__Text provided__:
________
Nebraska Supreme Court, 1899

Herman Bros. v. Hayes

Herman Bros. v. Hayes
Nebraska Supreme Court · Decided February 23, 1899 · Sullivan
58 Neb. 54; 78 N.W. 365; 1899 Neb. LEXIS 104

Herman Bros. v. Hayes

Opinion of the Court

Sullivan, J.

Herman Bros, commenced this action before E. E. Spencer, a justice of the peace for Lancaster county, to recover of Hayes & Jones an alleged indebtedness of $44. The action was aided by attachment. The summons was returnable August 15, but by agreement of the parties the trial of the cause was postponed to a later day. At the time agreed upon the evidence was submitted and a judgment rendered in favor of the plaintiffs for the full amount of their claim, together with the costs of the action, taxed at $5.70. Just prior to the commencement of the trial the defendants filed a motion to discharge the attachment, but did not press it to a hearing, nor, so far as the record shows, make any attempt to do so. After judgment ivas rendered the plaintiffs moved for an order to sell the attached property, and the defendants presented their motion to dissolve the attachment. The former motion was denied, the latter sustained, and the costs taxed to the plaintiffs. To secure a reversal of these orders Herman Bros, prosecuted error to the district court, where the rulings of the justice were ap*55proved and a judgment rendered dismissing the proceeding. The costs, amounting to $48.08, were taxed to the plaintiffs.
________
__What you are asked to do__:
According to the Herman Bros. v. Hayes opinion, how much did Herman Bros. seek to recover from Hayes & Jones? The lines after this opinion are separate material and have no connection to it.

__Data segment__:
________
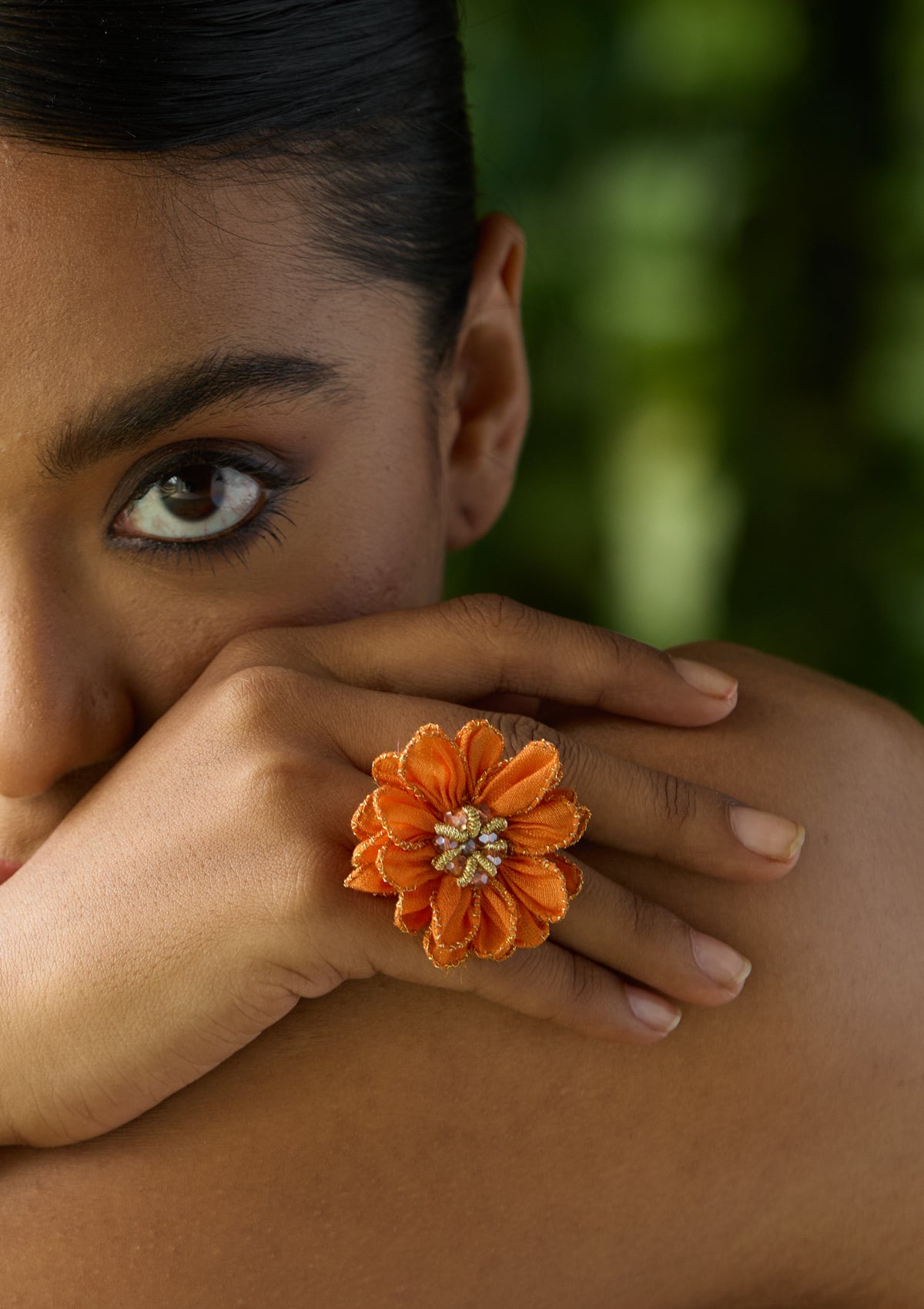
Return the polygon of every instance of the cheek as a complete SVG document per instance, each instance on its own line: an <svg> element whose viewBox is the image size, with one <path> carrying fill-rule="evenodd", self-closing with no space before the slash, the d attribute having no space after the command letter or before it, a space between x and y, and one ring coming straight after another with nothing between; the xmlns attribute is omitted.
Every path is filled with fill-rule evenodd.
<svg viewBox="0 0 924 1309"><path fill-rule="evenodd" d="M425 457L391 450L319 473L297 521L293 562L297 554L311 622L440 600L445 514L438 473Z"/></svg>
________
__Task output__:
$44